Copy the entries below word for word. Begin at the line containing "Category: light green field strip" and stop after the line containing "pixel 242 157", keeping both of those lines and nothing outside them.

----

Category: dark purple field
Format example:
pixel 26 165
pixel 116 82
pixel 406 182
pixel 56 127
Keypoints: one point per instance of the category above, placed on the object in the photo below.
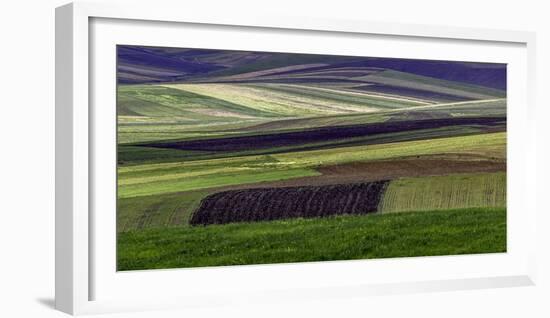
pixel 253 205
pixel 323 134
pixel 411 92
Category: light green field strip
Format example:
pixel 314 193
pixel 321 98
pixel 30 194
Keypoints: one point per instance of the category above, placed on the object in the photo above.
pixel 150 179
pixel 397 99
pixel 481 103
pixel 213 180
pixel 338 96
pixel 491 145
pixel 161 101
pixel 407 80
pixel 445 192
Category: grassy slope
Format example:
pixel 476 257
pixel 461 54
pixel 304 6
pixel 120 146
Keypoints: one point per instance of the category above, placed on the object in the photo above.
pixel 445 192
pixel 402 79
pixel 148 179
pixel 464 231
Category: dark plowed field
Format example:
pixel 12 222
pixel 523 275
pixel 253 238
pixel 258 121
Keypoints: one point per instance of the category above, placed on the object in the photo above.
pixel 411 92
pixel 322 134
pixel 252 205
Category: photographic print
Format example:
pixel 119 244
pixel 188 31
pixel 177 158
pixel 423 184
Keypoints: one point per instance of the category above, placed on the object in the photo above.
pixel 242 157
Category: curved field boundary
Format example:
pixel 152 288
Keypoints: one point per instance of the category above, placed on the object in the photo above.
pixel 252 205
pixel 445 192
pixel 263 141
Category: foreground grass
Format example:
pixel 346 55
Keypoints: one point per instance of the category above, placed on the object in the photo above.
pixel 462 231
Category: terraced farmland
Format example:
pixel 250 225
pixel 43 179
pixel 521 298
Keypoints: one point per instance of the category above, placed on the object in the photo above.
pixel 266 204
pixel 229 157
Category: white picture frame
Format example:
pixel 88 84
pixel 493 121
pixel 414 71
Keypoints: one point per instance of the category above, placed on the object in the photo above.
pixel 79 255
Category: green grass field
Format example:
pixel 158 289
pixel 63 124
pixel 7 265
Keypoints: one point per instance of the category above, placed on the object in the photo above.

----

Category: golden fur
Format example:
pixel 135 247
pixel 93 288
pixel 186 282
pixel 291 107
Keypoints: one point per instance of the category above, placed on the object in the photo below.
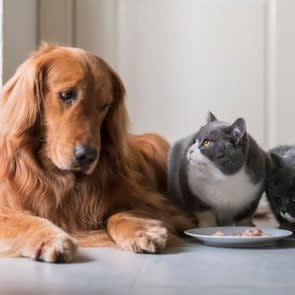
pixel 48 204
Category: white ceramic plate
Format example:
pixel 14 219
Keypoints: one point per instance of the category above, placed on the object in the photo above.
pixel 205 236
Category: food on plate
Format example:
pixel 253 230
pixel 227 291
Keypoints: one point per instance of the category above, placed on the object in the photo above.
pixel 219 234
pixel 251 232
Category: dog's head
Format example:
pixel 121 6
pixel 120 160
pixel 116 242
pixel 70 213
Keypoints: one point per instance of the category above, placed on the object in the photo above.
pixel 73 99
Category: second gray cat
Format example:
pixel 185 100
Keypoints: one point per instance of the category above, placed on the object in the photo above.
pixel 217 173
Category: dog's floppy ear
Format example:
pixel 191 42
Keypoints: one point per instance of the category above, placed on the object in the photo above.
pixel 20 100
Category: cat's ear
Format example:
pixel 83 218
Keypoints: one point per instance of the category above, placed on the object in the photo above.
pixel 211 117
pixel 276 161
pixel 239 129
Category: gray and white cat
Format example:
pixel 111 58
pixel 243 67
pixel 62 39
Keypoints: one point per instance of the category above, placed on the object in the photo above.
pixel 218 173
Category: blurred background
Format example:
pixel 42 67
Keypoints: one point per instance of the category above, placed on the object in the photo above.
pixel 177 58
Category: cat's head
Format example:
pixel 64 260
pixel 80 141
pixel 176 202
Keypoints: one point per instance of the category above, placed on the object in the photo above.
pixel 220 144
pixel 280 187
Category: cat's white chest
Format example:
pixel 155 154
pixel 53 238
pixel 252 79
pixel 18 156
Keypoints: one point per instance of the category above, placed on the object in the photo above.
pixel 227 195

----

EXERCISE OUTPUT:
Category: light green field strip
Format example:
pixel 314 193
pixel 321 98
pixel 30 194
Keypoints: one point per instance of the category above, placed on the object in the photo above.
pixel 150 179
pixel 397 99
pixel 481 103
pixel 213 180
pixel 338 96
pixel 491 145
pixel 161 101
pixel 407 80
pixel 445 192
Category: grassy slope
Format example:
pixel 476 257
pixel 461 54
pixel 304 6
pixel 120 146
Keypoints: one point per instance of the category above, placed on the object in the photo above.
pixel 445 192
pixel 402 79
pixel 148 179
pixel 464 231
Category: dark plowed field
Format example:
pixel 12 222
pixel 523 275
pixel 253 238
pixel 258 121
Keypoints: one point per instance of the category above, placed on the object in the photo above.
pixel 411 92
pixel 322 134
pixel 252 205
Category: photographic print
Format example:
pixel 119 244
pixel 188 31
pixel 177 158
pixel 423 184
Keypoints: one point per instance of the category above, placed on the object in the photo above.
pixel 242 157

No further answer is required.